• _TEXT PASSAGE_:
Think of a VHDL process as a block of code that obeys certain rules.
The statements, which describe the behavior in a process, are executed sequentially, in the order you specified them.
Once the last line is exited the values get updated. This repeats itself in an infinite loop.

The "sensitivity list" has no effect on the synthesized logic - it's used for simulation only.
Every time a signal in the sensitivity list is changes - the process is entered. Think of it as a "hint" to the simulator that tells it when to look evaluate the statements inside the process.

#### p11

##### Banned
i.e for signal assignment , variable assignment , if-else , for, case ,while we need to do process . say suppose if we write

Code:
begin
process (a,b )
begin
y <= a nand b ;
end process;

is it correct ??

#### FvM

##### Super Moderator
Staff member
The process syntax is correct, but you don't need process for this simple combinational assignment. In so far, it's no good example.

ultimate_kc

### ultimate_kc

Points: 2

#### TrickyDicky

For a sensitivity list, anything you expect to have an immediate effect on an output should be in the sensitivity list.
So, for an asynchronous circuit, you would put in any signal evaluated in an if statement, case statement or on the RHS of an assignment.
Or if you are using vhdl 2008, you can simply write

process(all)

and it will be evaluated when any signal inside the process changes.

If it is synchronous, you only ever update the outputs on the edge of the clock, so only the clock (and an async reset if you have one) needs to be in the sensitivity list.

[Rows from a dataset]
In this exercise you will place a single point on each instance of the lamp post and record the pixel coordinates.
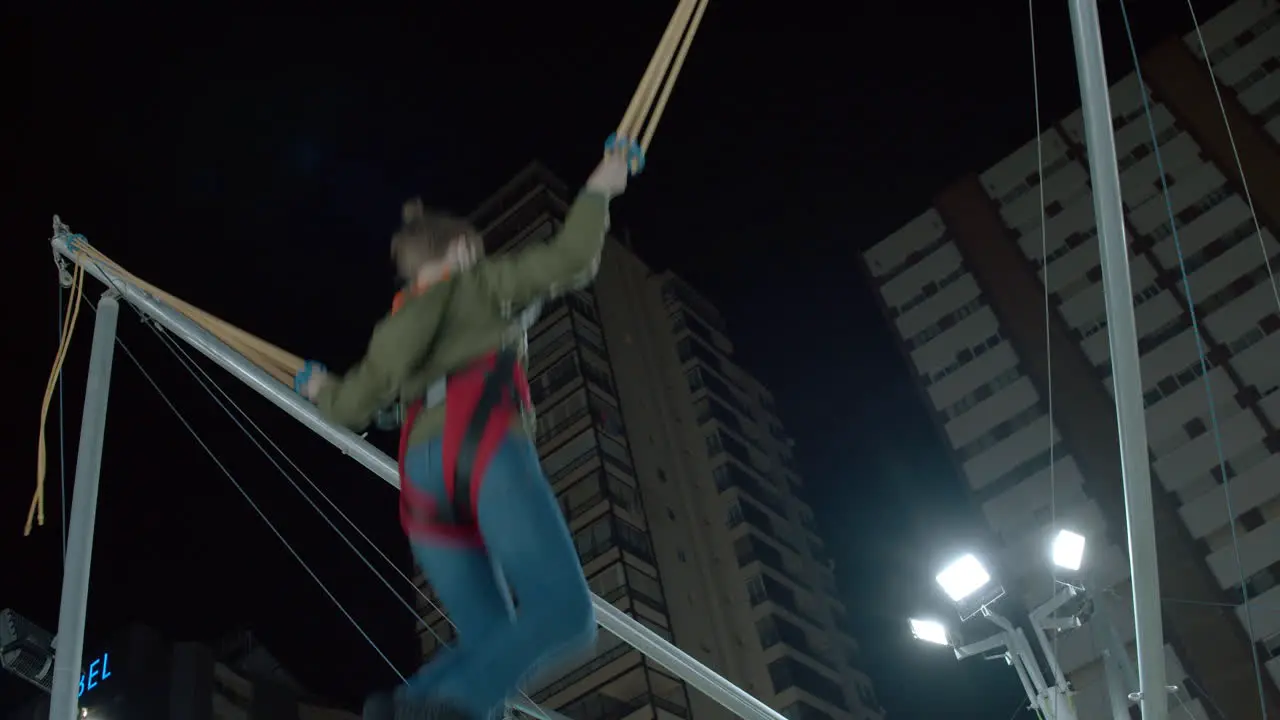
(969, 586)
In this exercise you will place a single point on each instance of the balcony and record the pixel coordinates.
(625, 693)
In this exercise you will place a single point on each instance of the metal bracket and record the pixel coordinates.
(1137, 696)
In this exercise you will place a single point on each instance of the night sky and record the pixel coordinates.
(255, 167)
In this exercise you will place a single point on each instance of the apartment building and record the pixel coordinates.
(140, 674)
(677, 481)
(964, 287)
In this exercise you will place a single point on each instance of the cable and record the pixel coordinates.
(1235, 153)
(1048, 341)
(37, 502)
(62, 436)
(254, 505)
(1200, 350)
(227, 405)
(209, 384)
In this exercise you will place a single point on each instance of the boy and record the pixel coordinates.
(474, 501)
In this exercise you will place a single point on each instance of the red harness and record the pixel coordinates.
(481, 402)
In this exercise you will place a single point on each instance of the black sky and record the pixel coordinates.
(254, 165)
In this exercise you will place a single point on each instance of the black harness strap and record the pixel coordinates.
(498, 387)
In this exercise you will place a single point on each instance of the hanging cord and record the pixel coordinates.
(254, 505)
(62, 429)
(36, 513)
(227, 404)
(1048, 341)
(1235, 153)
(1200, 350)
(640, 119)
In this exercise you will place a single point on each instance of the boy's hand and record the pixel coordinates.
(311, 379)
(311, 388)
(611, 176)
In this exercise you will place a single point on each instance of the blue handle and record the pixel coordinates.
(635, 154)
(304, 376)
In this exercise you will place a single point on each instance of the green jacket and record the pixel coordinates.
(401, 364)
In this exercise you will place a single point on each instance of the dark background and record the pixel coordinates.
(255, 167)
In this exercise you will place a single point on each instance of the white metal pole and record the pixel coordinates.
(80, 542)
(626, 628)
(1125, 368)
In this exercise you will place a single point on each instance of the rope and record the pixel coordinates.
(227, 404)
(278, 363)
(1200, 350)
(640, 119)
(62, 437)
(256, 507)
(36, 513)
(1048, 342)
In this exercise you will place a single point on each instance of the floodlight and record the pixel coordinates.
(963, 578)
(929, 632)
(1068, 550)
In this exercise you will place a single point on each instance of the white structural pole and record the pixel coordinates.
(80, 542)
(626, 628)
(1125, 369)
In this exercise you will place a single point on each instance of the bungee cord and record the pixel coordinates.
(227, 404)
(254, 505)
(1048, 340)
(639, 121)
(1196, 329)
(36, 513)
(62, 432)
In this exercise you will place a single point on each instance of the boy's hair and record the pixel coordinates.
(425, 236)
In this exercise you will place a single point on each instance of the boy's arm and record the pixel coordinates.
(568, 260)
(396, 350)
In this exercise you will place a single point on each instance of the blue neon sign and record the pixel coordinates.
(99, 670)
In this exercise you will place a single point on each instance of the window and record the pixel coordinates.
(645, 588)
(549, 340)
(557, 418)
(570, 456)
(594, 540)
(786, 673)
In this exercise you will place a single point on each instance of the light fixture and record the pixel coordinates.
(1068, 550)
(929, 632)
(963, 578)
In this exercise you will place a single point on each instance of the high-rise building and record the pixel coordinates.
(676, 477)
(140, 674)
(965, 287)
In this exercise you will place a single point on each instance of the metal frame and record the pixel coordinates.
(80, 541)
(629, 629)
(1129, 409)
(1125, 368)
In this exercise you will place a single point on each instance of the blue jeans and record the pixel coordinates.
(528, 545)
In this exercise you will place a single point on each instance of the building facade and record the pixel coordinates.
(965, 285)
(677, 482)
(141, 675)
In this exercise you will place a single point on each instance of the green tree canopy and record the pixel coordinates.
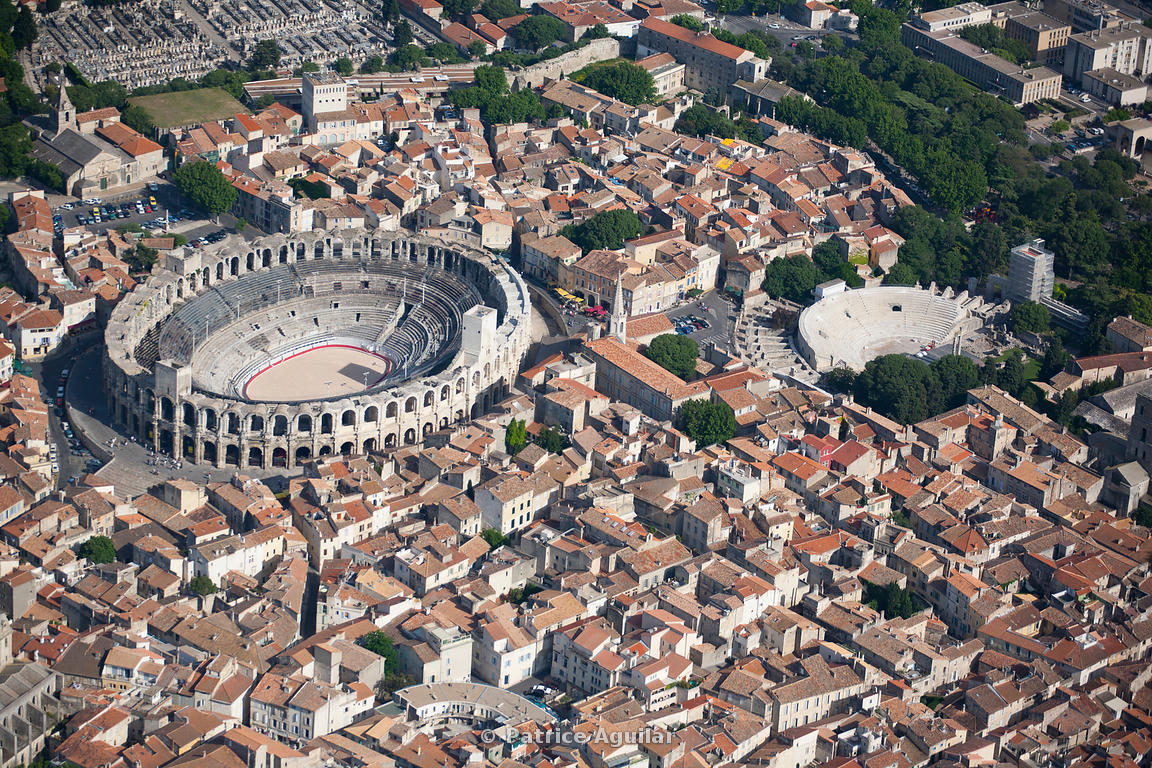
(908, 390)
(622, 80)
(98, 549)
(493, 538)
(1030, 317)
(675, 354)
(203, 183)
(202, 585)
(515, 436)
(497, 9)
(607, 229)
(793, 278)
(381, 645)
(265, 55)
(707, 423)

• _PROBLEM TO SOLVE_:
Continue the forum discussion of VHDL processes and sensitivity lists from its last line.

• _EXERCISE RESULT_:
This has some major use later on in behavioural modelling and testbenches, as there are some attributes (most usefully the 'transaction attribute) that are signals that can be used in the sensitivity list to kick off a process at certain times (maybe to write to a file or something), but thats probably a more advanced topic for now.

#### p11

##### Banned
Code:
library ieee;
use ieee.numeric_bit.all;
signal count: unsigned (3 downto 0);
process
begin
wait until clk = '1';
if reset = '1' then
count <= "0000";
else
count <= count + "0001";
end if;
end process;

in the above program since their is process statement so does the instructions within the process execute sequentially , i mean one after another ?

Code:
begin
process
begin

a<='1';

b<='2';

end process

in the 2nd program does the instruction a<='1' is executed first and then b<='2' ? if the process statement would not be there then both the statements will be executed parallely ? am i right ?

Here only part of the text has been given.